:: Given information ::
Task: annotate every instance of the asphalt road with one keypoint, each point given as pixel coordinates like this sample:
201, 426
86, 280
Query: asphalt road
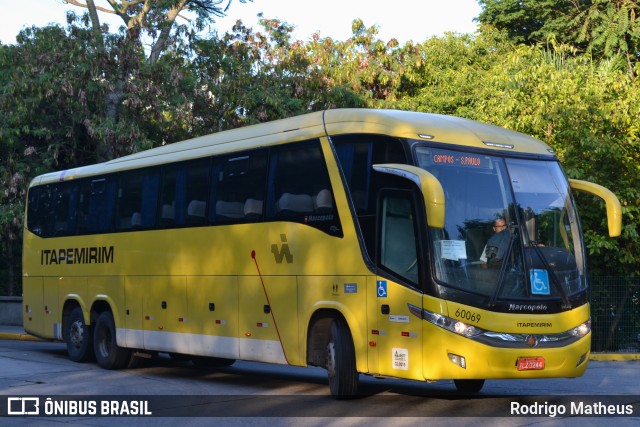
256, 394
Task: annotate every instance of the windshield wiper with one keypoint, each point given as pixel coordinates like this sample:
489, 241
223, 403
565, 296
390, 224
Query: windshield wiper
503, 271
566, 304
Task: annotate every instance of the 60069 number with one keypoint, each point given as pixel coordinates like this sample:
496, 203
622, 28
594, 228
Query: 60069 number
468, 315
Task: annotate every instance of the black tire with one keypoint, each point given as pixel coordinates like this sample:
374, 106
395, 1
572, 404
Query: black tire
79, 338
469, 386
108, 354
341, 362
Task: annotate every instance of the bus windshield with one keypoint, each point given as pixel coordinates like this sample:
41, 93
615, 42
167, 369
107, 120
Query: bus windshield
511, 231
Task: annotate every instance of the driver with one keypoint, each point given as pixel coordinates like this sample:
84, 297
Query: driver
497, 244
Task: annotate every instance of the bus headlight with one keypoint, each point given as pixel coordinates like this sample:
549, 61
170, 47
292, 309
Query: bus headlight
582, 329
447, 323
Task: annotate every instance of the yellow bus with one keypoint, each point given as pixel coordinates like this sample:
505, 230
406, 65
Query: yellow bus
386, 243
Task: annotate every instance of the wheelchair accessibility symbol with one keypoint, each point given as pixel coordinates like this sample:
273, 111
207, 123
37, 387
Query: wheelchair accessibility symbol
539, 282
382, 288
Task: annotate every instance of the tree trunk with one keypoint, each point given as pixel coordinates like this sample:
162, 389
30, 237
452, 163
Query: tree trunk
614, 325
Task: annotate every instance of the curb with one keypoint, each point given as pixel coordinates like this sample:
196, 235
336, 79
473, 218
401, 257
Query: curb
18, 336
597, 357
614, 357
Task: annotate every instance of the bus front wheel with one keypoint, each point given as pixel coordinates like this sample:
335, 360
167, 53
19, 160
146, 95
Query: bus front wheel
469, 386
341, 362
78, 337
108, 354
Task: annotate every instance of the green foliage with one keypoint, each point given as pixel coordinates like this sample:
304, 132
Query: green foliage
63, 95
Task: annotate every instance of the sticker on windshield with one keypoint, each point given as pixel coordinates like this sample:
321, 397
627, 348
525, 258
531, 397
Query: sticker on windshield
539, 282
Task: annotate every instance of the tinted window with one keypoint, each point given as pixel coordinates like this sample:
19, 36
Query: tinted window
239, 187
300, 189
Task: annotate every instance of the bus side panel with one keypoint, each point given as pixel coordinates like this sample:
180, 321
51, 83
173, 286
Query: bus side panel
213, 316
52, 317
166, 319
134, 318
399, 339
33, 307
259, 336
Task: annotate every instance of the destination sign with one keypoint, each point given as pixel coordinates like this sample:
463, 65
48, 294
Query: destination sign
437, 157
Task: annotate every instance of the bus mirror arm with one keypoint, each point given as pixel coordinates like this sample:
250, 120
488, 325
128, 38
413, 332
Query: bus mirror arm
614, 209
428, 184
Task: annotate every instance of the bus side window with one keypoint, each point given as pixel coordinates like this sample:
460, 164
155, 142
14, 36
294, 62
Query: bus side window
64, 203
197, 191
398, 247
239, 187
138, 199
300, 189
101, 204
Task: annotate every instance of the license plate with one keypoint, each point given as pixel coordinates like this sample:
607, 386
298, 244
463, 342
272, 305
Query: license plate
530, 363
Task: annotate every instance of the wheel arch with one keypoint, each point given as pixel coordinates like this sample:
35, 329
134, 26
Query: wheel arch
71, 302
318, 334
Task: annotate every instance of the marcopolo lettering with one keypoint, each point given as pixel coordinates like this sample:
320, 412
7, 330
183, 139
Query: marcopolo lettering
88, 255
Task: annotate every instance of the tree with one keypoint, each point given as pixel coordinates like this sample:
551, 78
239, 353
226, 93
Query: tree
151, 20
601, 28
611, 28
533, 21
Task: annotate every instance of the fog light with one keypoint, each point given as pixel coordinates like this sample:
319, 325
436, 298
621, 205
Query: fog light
:::
● Exercise details: Your task is to reproduce all of the material exactly. The pictures stay out.

● Solution to this task:
Task: annotate every instance of the asphalt road with one keypoint, each point given as pixel coordinates like this sample:
201, 426
86, 280
Query: asphalt road
256, 394
Task: annotate every instance of the windshield wiper with one keypoint, each point given as pixel coordinates like this sample:
489, 241
223, 403
565, 296
390, 224
Query: windshield wiper
503, 271
566, 304
Task: annotate every instance of the 60069 number with one keypoint, each point given as pixel coordinates like this sample:
496, 203
622, 28
594, 228
Query: 60069 number
468, 315
Task: annotate every instance of the black tire with one keypoint, each point given as pixel coordinates like this sample:
374, 106
395, 1
572, 404
Query: black tire
79, 338
469, 386
108, 354
341, 362
Task: annotate every instance of the bus windshield with one keypoint, each point given as pixel coordinates like this sample:
41, 93
615, 42
167, 369
107, 120
Query: bus windshield
511, 231
Task: annotate every instance of the driver with one keypoint, each point given as pixel coordinates like this sample:
84, 297
Query: driver
497, 244
Task: annotate every instance of the bus headlight with one keypoint, each point given as pixel coordinates like this sample:
549, 61
170, 47
292, 309
Query: bus headlight
582, 329
447, 323
Task: annotate every instance of the yellow bus with one keypoint, each point given as pixel coordinates like this sample:
505, 230
406, 65
Query: yellow bus
386, 243
Task: annotate every instance of the wheelchair accessibility symbol with one keypoint, each point given as pixel coordinates like this sample:
273, 111
207, 123
37, 387
Query: wheelchair accessibility symbol
539, 282
382, 288
Task: annotate every instance of the tree trunk with one keypoint, each point given as pixel coordinates like this sample:
162, 389
30, 237
452, 163
Query: tree trunk
614, 325
Task: annotate every instance of the curb with one keypoint, each point given as pixel coordinates like this sample:
196, 235
336, 79
473, 218
401, 257
Query: curb
18, 336
597, 357
614, 357
Task: annotate every instance of the bus front wheel with one keypoint, each point given as pixel coordinates like this sample:
335, 360
167, 53
19, 160
146, 95
Query: bus front wheel
469, 386
341, 362
78, 337
108, 354
Task: annotate every instance of the green foliage with one keypoint, each point given as pixel coordinates like this sample:
304, 132
Query: green foliage
63, 95
Task: annotate every instance of the sticker on windshield with one keypoint, each point given as pixel coordinates like this sample:
321, 397
627, 348
525, 258
531, 397
Query: sticker on windshield
539, 282
Task: annotate every instance of the tinted window with one keypoint, each point given as pixel coordinates like this sample:
19, 36
Query: tinted window
239, 187
300, 189
Task: annotate every instance of the bus side panel with one keypoint, each point given as pixel coordinates like this sample:
180, 321
51, 83
173, 286
Query: bus side panel
213, 316
52, 317
166, 319
134, 318
399, 339
33, 307
259, 336
Task: annotate every instance of the destination sign with one keypoint, each point given as pixel coordinates like this sample:
463, 65
48, 294
Query: destination sign
437, 157
Task: annotate every instance of the bus mirror arm with one keypoint, each point given as pixel coordinates like this sample:
250, 120
488, 325
128, 38
413, 332
Query: bus mirror arm
614, 209
428, 184
Task: annotate every instance of the bus side window with one keypoint, each point given as pixel coordinates like this sample:
460, 164
155, 142
14, 36
294, 62
Query: bus side window
64, 203
197, 191
398, 247
239, 187
138, 199
300, 189
101, 204
Task: annotate every instance of the license plate with one keypoint, each point given as pixel coordinates like this sample:
607, 386
298, 244
463, 342
272, 305
Query: license plate
530, 363
Task: annotate every instance of the wheel arch with one keypoint, each point given as pixel coordinates like this sample:
35, 329
134, 26
Query: wheel arch
71, 302
318, 334
Task: annotate every instance of the marcopolo lettering with one keypoint, each point given as pixel coordinates like this sample:
320, 412
7, 330
183, 139
Query: marcopolo lettering
88, 255
Task: annotate every instance of the tree with one keypoint, each point given as pixel coordinates like this sample:
551, 78
239, 353
226, 93
Query: tree
151, 20
601, 28
611, 28
533, 21
Task: annotate every instance of the fog light with one keypoint, each point given as pixel coordinates like this sample:
319, 325
436, 298
621, 205
Query: fog light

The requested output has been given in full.